— start The data —

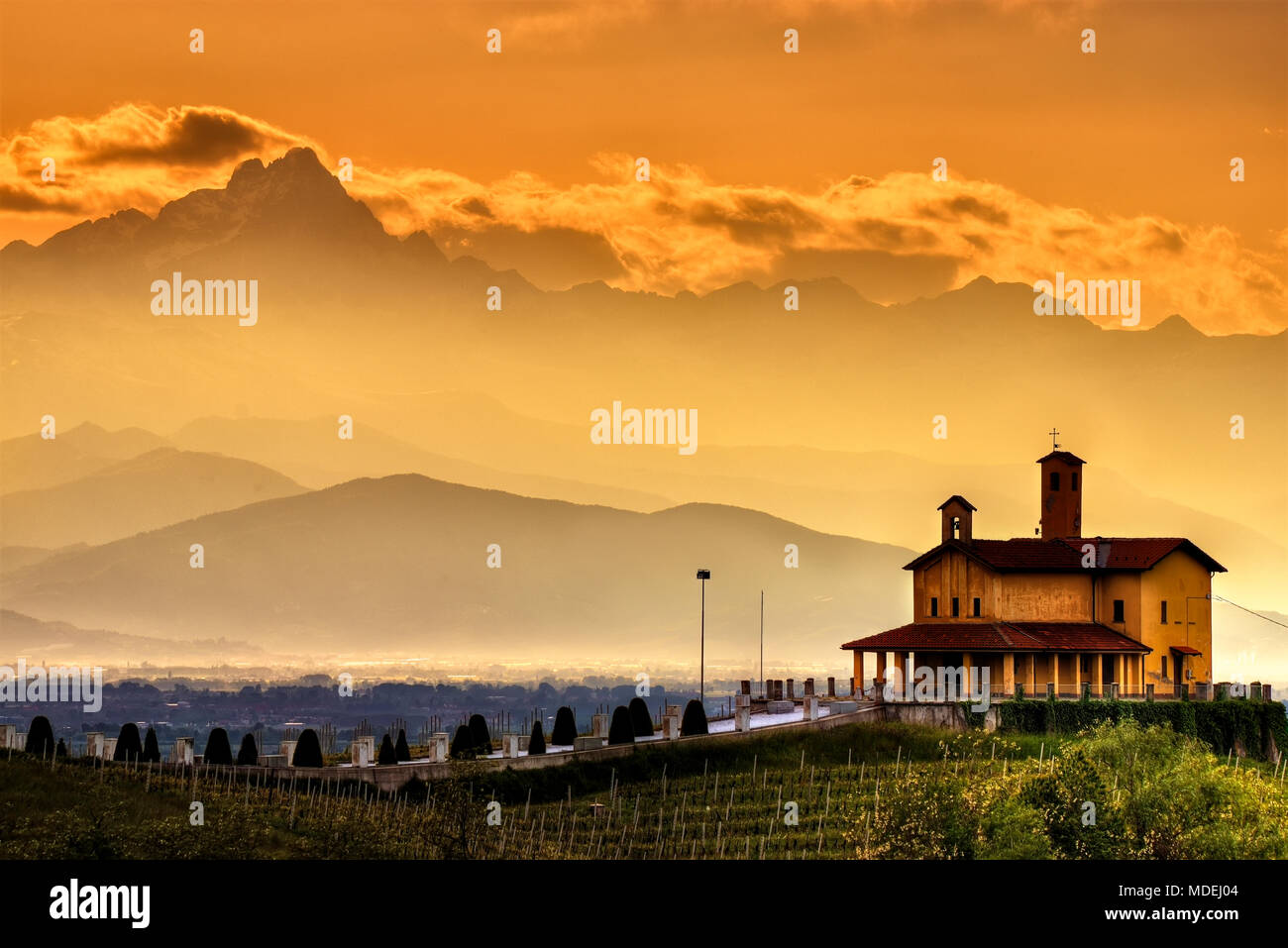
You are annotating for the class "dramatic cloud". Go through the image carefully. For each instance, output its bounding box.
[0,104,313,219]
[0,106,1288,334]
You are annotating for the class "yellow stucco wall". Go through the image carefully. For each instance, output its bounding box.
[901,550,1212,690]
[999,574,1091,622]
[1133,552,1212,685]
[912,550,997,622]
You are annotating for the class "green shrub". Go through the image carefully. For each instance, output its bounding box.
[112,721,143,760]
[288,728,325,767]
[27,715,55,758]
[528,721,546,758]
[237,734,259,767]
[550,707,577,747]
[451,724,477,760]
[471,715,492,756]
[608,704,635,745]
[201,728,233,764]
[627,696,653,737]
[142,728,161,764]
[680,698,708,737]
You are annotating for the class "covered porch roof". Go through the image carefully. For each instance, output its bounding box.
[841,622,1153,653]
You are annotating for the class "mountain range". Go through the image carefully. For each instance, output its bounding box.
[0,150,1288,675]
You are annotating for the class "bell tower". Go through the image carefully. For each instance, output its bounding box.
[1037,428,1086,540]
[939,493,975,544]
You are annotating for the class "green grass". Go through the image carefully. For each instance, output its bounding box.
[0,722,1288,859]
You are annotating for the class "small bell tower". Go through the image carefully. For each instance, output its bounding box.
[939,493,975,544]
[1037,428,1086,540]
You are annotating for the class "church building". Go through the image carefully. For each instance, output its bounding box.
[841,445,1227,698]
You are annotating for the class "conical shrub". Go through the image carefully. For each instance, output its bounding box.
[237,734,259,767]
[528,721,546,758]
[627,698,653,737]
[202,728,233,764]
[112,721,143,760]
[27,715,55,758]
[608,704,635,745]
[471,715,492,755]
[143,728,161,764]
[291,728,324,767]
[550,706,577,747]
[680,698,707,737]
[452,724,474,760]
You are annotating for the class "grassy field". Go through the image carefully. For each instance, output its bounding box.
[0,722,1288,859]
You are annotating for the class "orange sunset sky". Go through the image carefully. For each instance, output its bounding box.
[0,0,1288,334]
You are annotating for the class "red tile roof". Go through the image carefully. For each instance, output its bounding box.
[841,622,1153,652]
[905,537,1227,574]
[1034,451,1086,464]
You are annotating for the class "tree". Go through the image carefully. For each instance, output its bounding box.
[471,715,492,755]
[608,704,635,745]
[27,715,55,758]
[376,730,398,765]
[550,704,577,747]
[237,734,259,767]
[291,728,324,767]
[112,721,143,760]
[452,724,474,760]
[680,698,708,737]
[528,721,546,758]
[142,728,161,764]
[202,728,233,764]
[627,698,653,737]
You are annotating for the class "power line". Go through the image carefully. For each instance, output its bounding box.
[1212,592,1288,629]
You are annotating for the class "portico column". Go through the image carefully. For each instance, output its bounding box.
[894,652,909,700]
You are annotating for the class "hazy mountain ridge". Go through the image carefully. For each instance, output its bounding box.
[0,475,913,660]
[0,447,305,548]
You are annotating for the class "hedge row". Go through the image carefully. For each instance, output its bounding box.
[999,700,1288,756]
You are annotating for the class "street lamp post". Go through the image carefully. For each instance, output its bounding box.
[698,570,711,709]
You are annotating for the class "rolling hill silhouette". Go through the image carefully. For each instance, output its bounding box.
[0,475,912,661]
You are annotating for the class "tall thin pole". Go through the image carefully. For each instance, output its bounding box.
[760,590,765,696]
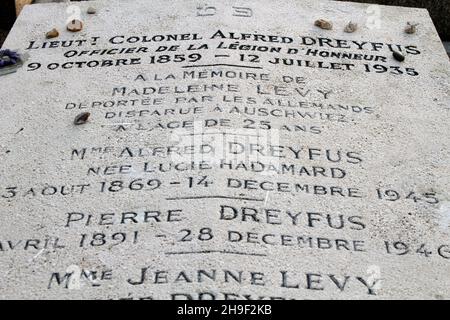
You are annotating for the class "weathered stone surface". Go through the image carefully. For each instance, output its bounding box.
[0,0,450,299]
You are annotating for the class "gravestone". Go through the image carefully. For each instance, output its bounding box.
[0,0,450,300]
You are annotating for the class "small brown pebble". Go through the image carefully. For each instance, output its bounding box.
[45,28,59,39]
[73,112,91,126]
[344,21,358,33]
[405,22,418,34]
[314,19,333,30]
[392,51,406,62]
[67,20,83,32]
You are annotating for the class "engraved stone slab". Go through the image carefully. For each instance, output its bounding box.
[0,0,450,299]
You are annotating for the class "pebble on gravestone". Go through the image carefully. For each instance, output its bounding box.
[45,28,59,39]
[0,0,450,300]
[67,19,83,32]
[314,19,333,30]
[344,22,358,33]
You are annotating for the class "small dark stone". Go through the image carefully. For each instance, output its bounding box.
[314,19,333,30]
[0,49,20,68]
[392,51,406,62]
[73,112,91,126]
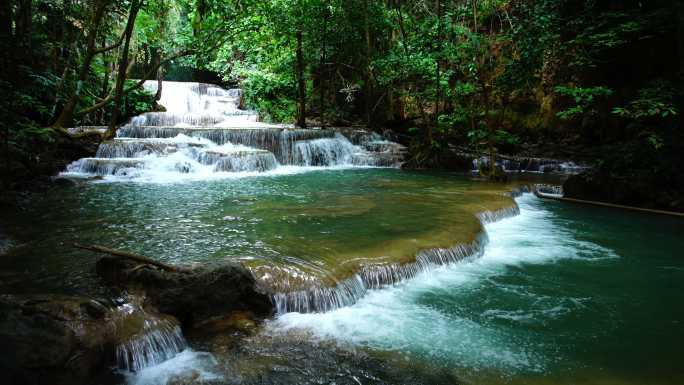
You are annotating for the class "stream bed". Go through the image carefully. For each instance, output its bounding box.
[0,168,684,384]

— end The data —

● **Direction**
Could you print everything from the very start of the items down to the line containing "[912,550,997,622]", both ends included and each line exactly as it appears, leaving out the pictures?

● **Task solution**
You are annotating for the class "dramatic cloud". Go through the image carefully. For each instance, output its bounding box.
[0,104,313,219]
[0,106,1288,334]
You are annotating for the class "yellow stucco wall". Go through the image carefully. For each instance, output its bounding box.
[901,550,1212,690]
[999,574,1091,622]
[1133,552,1212,685]
[912,550,997,622]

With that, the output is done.